Begin SUPPLIED INFORMATION

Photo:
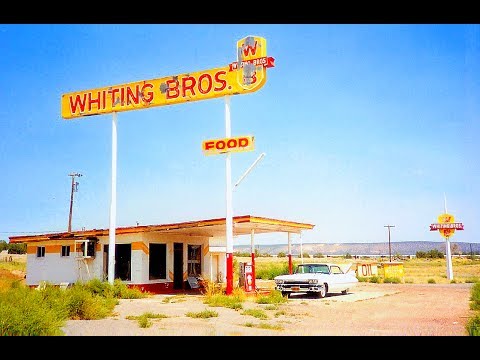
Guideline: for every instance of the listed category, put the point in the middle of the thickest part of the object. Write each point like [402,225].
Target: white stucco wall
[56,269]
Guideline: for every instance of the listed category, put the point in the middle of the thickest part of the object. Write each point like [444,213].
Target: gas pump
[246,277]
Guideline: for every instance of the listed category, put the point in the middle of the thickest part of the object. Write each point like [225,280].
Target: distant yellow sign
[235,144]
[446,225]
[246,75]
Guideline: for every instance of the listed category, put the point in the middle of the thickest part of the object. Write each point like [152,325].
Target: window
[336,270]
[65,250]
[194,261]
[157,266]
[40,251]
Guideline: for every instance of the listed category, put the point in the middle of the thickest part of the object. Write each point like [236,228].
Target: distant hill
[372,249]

End SUPPLIED INFORMATION
Begin SUPPLIED INFORMATION

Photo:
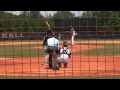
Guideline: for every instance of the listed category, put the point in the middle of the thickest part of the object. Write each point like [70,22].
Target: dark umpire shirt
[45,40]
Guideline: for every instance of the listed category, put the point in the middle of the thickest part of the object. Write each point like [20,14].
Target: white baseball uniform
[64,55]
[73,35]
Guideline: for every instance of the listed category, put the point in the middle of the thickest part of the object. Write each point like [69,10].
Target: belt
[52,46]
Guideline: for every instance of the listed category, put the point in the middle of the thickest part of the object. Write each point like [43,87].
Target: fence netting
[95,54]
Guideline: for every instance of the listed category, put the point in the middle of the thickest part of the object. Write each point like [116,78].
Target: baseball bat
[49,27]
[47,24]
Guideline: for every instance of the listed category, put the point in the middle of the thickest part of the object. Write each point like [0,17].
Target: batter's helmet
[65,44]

End SUPPLIED INFORMATION

**WHAT YOU ARE ASKED TO DO**
Pull out every line of the listing that contains the word "distant", copying each one in full. Matching is case-sensitive.

**CORRECT OUTPUT**
Target: distant yellow sign
Target: distant hill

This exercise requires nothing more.